▶ [Directions for this task]:
What is needed here is an exact copy of all the entries below.

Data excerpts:
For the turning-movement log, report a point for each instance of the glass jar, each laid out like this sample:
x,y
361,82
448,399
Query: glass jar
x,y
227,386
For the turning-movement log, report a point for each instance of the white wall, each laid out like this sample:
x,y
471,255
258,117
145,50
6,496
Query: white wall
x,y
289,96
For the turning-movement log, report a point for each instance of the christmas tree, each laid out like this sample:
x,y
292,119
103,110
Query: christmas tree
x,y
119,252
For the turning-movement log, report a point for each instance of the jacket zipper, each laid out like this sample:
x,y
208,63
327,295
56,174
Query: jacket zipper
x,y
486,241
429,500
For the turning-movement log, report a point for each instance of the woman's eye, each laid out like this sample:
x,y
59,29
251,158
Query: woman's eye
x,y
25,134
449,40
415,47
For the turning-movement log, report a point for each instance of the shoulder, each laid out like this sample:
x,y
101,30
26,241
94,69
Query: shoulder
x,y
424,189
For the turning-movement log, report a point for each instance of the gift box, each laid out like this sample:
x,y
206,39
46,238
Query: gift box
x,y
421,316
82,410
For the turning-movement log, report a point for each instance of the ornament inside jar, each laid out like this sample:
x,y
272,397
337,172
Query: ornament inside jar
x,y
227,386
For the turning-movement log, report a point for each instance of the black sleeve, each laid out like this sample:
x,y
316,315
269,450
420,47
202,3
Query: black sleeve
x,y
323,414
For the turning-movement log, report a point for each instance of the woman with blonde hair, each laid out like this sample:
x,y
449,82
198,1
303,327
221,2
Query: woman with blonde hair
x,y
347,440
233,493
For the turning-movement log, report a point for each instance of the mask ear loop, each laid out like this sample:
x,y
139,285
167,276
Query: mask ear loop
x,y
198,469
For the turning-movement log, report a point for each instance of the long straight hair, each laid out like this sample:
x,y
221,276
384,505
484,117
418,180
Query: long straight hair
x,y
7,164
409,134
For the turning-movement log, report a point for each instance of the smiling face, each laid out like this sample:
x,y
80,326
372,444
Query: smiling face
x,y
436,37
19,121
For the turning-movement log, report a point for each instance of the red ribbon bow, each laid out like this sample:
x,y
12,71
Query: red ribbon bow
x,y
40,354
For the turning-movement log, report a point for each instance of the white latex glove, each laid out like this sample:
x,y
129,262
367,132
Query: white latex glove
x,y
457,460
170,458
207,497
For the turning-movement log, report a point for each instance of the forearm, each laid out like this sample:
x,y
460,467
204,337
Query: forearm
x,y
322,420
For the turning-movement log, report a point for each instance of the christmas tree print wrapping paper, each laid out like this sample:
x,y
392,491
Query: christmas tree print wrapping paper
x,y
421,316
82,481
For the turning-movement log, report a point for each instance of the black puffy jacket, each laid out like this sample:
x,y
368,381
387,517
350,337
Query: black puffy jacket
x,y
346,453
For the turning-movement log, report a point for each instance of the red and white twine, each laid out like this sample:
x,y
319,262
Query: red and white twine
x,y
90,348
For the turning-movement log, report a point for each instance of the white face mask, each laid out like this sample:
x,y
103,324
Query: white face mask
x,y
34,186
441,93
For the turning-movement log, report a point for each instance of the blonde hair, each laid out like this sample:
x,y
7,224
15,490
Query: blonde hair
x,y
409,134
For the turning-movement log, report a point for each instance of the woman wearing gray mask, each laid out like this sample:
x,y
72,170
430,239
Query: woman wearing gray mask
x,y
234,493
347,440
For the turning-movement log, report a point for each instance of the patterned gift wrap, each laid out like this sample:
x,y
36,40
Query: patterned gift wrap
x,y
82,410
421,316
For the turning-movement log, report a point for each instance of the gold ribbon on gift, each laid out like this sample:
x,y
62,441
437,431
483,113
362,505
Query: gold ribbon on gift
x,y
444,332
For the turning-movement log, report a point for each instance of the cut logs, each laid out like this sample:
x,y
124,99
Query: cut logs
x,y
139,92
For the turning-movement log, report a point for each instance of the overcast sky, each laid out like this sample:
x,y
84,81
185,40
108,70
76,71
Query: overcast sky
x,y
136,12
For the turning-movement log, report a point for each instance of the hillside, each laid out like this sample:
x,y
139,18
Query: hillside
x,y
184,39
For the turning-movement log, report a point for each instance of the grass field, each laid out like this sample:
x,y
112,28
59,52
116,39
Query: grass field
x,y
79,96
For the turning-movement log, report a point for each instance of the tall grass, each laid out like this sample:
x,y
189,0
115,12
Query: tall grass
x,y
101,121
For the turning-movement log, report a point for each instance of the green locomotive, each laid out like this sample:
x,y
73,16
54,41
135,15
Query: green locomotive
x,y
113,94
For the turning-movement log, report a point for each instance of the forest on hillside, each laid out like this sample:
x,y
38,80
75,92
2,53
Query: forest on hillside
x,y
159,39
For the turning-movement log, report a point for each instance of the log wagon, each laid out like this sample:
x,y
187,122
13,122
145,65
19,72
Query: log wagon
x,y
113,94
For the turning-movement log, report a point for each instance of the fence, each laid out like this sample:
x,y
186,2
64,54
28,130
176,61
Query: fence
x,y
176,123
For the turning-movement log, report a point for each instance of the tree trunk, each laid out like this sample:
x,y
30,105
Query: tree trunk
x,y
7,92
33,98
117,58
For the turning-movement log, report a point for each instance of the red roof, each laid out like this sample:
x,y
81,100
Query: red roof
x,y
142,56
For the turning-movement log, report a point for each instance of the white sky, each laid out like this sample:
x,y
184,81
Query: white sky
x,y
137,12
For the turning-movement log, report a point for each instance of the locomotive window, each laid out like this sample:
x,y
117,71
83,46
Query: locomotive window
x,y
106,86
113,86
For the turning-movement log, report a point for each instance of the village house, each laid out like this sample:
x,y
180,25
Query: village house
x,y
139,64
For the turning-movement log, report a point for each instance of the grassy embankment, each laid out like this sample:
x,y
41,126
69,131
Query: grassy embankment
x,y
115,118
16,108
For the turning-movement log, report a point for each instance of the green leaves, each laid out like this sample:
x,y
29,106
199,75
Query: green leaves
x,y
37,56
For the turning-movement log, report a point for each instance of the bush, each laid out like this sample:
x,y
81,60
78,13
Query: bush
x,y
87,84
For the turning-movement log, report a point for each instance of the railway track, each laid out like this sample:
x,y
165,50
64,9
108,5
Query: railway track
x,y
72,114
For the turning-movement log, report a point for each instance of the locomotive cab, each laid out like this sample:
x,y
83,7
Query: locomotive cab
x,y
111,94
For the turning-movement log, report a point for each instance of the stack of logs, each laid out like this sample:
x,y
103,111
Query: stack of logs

▶ [Answer to this problem]:
For the turning-movement log, report a point for each instance of the glass jar, each laid out like this sample:
x,y
361,82
448,399
Query: glass jar
x,y
227,386
For the turning-movement log, report a point for each instance of the white wall, each laid out like this sample:
x,y
471,255
258,117
145,50
6,496
Query: white wall
x,y
289,96
For the turning-movement log, report a point for each instance of the christmas tree, each laid out like this sample:
x,y
292,119
103,110
Query: christmas tree
x,y
119,252
For the turning-movement log, report a point for each instance of the jacket zipper, each laid out like this sample:
x,y
208,63
327,295
56,174
Query: jacket zipper
x,y
486,241
429,500
For the turning-movement log, report a point for each instance of the woman's eye, each laid out like this sample:
x,y
59,29
251,158
Query: woman's eye
x,y
25,134
449,40
415,47
For the turning-movement log, report a point for each instance of the shoulder, each laid out like this sample:
x,y
101,30
26,241
94,69
Query: shoulder
x,y
424,189
For the turning-movement log, report a point for each instance of the gift box, each laid out like this sample:
x,y
206,39
46,238
Query: gift box
x,y
421,316
82,410
For the turning-movement log, report a point for each instance of the ornament inside jar, each laid out like this sample:
x,y
272,397
337,172
Query: ornament inside jar
x,y
227,386
For the turning-movement log, report a point for each instance of the black sleeve, each laid out like this sample:
x,y
316,315
269,450
420,47
202,3
Query: black sleeve
x,y
323,414
For the turning-movement log, report a point for each instance of the woman with blonde hair, each laid out like this sample:
x,y
449,82
198,1
303,327
221,2
Query: woman with blonde hair
x,y
347,440
233,493
For the turning-movement log, report a point for each instance of the mask ear loop, each laid out like this sample:
x,y
139,285
167,276
Query: mask ear loop
x,y
198,469
For the turning-movement log, report a point for each instance of the long straight hair, each laid out like this sample:
x,y
221,276
384,505
484,117
418,180
Query: long straight hair
x,y
7,164
409,134
For the turning-movement log, report a point for each instance of the smiling face, each laid out like this sample:
x,y
80,326
372,444
Query: smiling face
x,y
436,37
19,121
For the turning-movement log, report a point for each instance of the red ribbon bow, each laid out like this sample:
x,y
12,71
Query: red ribbon bow
x,y
40,354
For the turning-movement log, report a point for each instance of the white latex glove, each laid out like this sample:
x,y
129,262
367,132
Query: white latex glove
x,y
457,460
170,458
207,497
For the turning-movement log, report a point for each instance of the forearm, each laid out like this sample:
x,y
460,467
204,337
Query: forearm
x,y
322,420
For the turning-movement log, report a point for each instance of the christmas tree print wrapping paper, each laid out like this sample:
x,y
392,491
Query: christmas tree print wrapping paper
x,y
421,316
82,481
For the turning-movement log, report a point for each instance of the black puffy jacket, each laid out like this sample:
x,y
368,381
387,517
350,337
Query: black puffy jacket
x,y
346,453
For the turning-movement log, report a point for each instance of the red and white twine, each laid out like this sample:
x,y
319,262
Query: red and white twine
x,y
90,348
For the turning-movement log, report a point for each instance of the white face mask, each laid out like this sample:
x,y
103,324
Query: white face mask
x,y
34,186
441,93
For the turning-movement log, report a point for each instance of the blonde hair, each laid out like this sample:
x,y
7,224
15,490
Query: blonde hair
x,y
409,134
For the turning-movement log, report a point for each instance of the woman wearing gray mask, each laid out like this sample:
x,y
72,170
430,239
Query: woman wearing gray mask
x,y
234,493
347,440
For the turning-movement log, report a point for each instance of the patterned gift wrap, each laid out like this sample:
x,y
36,40
Query: patterned gift wrap
x,y
82,410
421,316
For the turning-movement log, report a point for each instance of the gold ribbon on gift, each laid out like this sample:
x,y
62,441
437,431
483,113
362,505
Query: gold ribbon on gift
x,y
444,332
For the turning-movement log, report a point for each instance of the cut logs, each laid out like this sample:
x,y
124,99
Query: cut logs
x,y
139,92
For the turning-movement log, report a point for each instance of the overcast sky, each laid out like this sample:
x,y
84,81
185,40
108,70
76,71
Query: overcast sky
x,y
136,12
For the turning-movement log, report a point for each instance of the hillside, each laid out like this sample:
x,y
139,18
Query: hillside
x,y
184,39
For the turning-movement log, report a point for each instance of the grass field, each laid out like this sample:
x,y
112,28
59,52
116,39
Query: grass field
x,y
79,96
For the turning-movement log, report a point for each instance of the tall grass, each laid out like this sample:
x,y
189,0
115,12
Query: tall grass
x,y
101,121
For the turning-movement log, report a point for each instance of the green locomotive, each laid out like this sample:
x,y
73,16
54,41
135,15
Query: green locomotive
x,y
113,94
For the turning-movement log, report a point for each instance of the forest on hillside, each laid out like this sample:
x,y
38,80
75,92
2,53
Query: forest on hillside
x,y
159,39
For the turning-movement log, report a point for each instance of the log wagon, each laid out like this sample:
x,y
187,122
13,122
145,65
19,72
Query: log wagon
x,y
113,94
For the turning-movement log, report a point for each instance of the fence, each laid out like this sample:
x,y
186,2
64,54
28,130
176,61
Query: fence
x,y
176,123
For the turning-movement log, report a point for each instance of the tree trunk, each laid out like this sample:
x,y
30,105
Query: tree trunk
x,y
7,92
33,98
117,58
For the turning-movement log, report a point for each instance of the red roof, each laid out like this sample:
x,y
81,100
Query: red roof
x,y
142,56
For the turning-movement log, report a point for each instance of the white sky, each laid out like this sample:
x,y
184,81
Query: white sky
x,y
137,12
For the turning-movement log, report a point for each instance of the locomotive window, each laid out like this sample:
x,y
117,71
83,46
Query: locomotive window
x,y
106,86
113,86
For the turning-movement log, report a point for each instance of the village house, each laid out like this sample:
x,y
180,25
Query: village house
x,y
139,64
For the turning-movement log, report a point for each instance of the grassy embankment, each laid out like this sample:
x,y
41,126
69,131
Query: grassy embankment
x,y
115,118
16,108
For the turning-movement log, report a point for each instance of the green leaves, each laid out like this sample:
x,y
29,106
199,75
Query: green leaves
x,y
37,56
For the turning-movement log, report a point for each instance of the bush, each laid out like this sample:
x,y
81,60
78,13
Query: bush
x,y
87,84
For the turning-movement log, report a point for each instance of the railway track, each laid out like this sample:
x,y
165,50
64,9
108,5
Query: railway track
x,y
72,114
For the turning-movement log, report a point for each instance of the locomotive cab, each laid out like this sample:
x,y
83,7
Query: locomotive cab
x,y
111,94
For the turning-movement log, report a point for each instance of the stack of logs, each laid out like this sample:
x,y
103,111
Query: stack of logs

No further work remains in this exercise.